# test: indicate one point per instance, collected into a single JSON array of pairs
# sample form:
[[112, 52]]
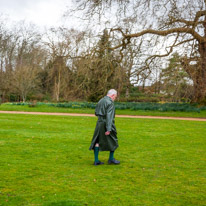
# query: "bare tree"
[[166, 26]]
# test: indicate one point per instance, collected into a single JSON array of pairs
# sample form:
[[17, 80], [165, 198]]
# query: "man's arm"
[[109, 118]]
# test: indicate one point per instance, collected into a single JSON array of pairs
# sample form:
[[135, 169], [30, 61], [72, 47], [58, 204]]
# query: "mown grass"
[[45, 108], [45, 161]]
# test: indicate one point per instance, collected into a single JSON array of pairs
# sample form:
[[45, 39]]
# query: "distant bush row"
[[185, 107]]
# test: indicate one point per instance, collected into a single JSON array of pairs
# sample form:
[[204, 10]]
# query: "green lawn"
[[45, 108], [45, 161]]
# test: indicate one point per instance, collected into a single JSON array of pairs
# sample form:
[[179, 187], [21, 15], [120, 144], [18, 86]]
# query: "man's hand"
[[107, 133]]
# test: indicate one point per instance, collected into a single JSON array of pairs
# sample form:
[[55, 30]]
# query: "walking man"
[[105, 134]]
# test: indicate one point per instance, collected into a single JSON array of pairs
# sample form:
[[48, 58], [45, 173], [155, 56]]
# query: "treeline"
[[66, 65]]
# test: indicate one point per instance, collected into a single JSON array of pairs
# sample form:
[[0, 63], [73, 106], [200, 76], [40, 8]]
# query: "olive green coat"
[[105, 111]]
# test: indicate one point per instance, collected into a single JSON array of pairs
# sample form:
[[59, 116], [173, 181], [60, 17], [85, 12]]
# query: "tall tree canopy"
[[161, 27]]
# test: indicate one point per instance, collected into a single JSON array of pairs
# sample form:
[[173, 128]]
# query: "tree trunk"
[[200, 77]]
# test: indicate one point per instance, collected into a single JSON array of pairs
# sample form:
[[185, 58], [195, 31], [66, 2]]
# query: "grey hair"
[[111, 92]]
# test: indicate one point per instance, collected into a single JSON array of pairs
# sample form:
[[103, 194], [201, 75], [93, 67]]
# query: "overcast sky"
[[40, 12]]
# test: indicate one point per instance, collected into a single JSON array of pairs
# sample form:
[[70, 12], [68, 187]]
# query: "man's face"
[[114, 96]]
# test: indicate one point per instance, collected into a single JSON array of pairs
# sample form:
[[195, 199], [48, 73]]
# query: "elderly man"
[[105, 134]]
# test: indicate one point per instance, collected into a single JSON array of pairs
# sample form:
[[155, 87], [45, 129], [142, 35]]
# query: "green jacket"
[[105, 111]]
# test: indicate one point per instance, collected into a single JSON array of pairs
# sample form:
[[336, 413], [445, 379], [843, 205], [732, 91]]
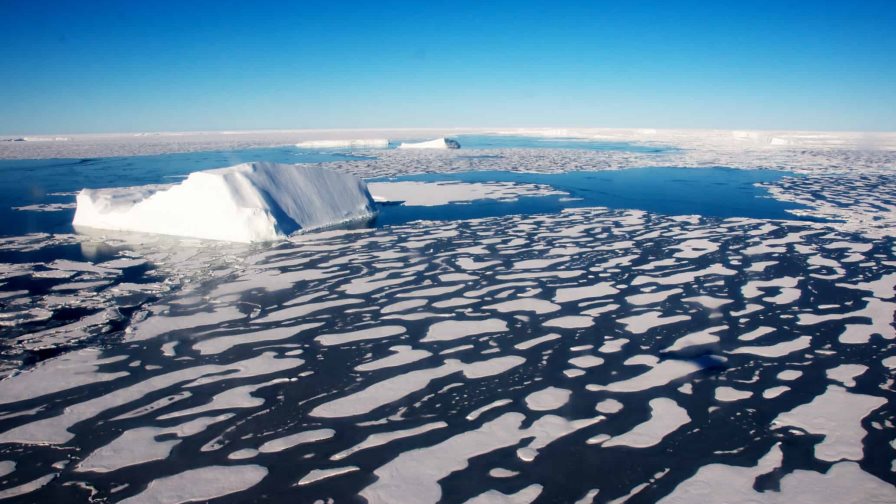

**What is asked:** Reproduce the entire listing above verbatim, leaving out the pictures.

**Solution:**
# test: indicate one point per instance, collected into a single JSON array of pairs
# sample form:
[[112, 52]]
# query: "bare tree"
[[166, 26]]
# test: indicate one point per instance, collected into a single JSON array of pairs
# sample form:
[[17, 80], [165, 198]]
# query: "man's arm"
[[109, 118]]
# test: indicate one point per instance, collected into a single JSON array of pairs
# sample form:
[[135, 169], [30, 61], [72, 47], [58, 204]]
# query: "mown grass"
[[45, 108], [45, 161]]
# test: indicate one point per instance, collected into a single JSON array of pairs
# sample form:
[[45, 39]]
# query: "distant bush row"
[[185, 107]]
# test: indicate one point per instance, collected into a single JSON array of pairs
# sample form:
[[204, 10]]
# query: "green lawn"
[[45, 108], [45, 161]]
# test: indicate one point per instance, collected into a single JSON array of pairs
# sample form:
[[179, 187], [21, 15], [120, 144], [18, 86]]
# query: "man's hand"
[[107, 133]]
# test: indicate one point per instance, collected into a single JSON array of pairs
# sample form:
[[55, 30]]
# query: "walking man"
[[105, 134]]
# test: indicate one point per instance, collected into a single JSON array of pairs
# sample form:
[[48, 58], [45, 173], [155, 56]]
# query: "treeline"
[[66, 65]]
# test: indicate one point per instance, collected into a single JSON array of pairs
# sample form:
[[0, 63], [73, 106], [200, 76], [40, 8]]
# query: "olive green coat"
[[105, 111]]
# test: indicate one point per instance, collected into a single JSON array of pairs
# sample form:
[[59, 116], [173, 181], [60, 17], [85, 12]]
# query: "tall tree canopy"
[[161, 27]]
# test: indicate one point per instance, collected into a single JSON array of pairs
# sample form:
[[173, 128]]
# query: "tree trunk"
[[200, 77]]
# test: indicate one point per instance, collected into a single JSON array of pairs
# sample form:
[[185, 58], [195, 31], [66, 2]]
# query: "grey hair"
[[111, 92]]
# test: indicate one point per instance, collected into a single JSON array of pairs
# sample form:
[[103, 194], [201, 75], [93, 67]]
# query: "overcast sky"
[[40, 12]]
# test: indicate one point per instance, collected into a single JSON array of pairs
# sample form:
[[70, 12], [68, 187]]
# query: "man's face"
[[114, 96]]
# test: indicate one point per instance, collected into a single JSON array of pairs
# sample form:
[[195, 199], [48, 73]]
# query: "elderly man"
[[105, 134]]
# test: indicate one point per instance, collected into a single JSON array of pairs
# sample form:
[[155, 87], [45, 129], [142, 35]]
# query: "green jacket"
[[105, 111]]
# test: indicate one point per instance, collected into a single JSON array of pairs
# sample form:
[[336, 413], [445, 379], [843, 205], [732, 91]]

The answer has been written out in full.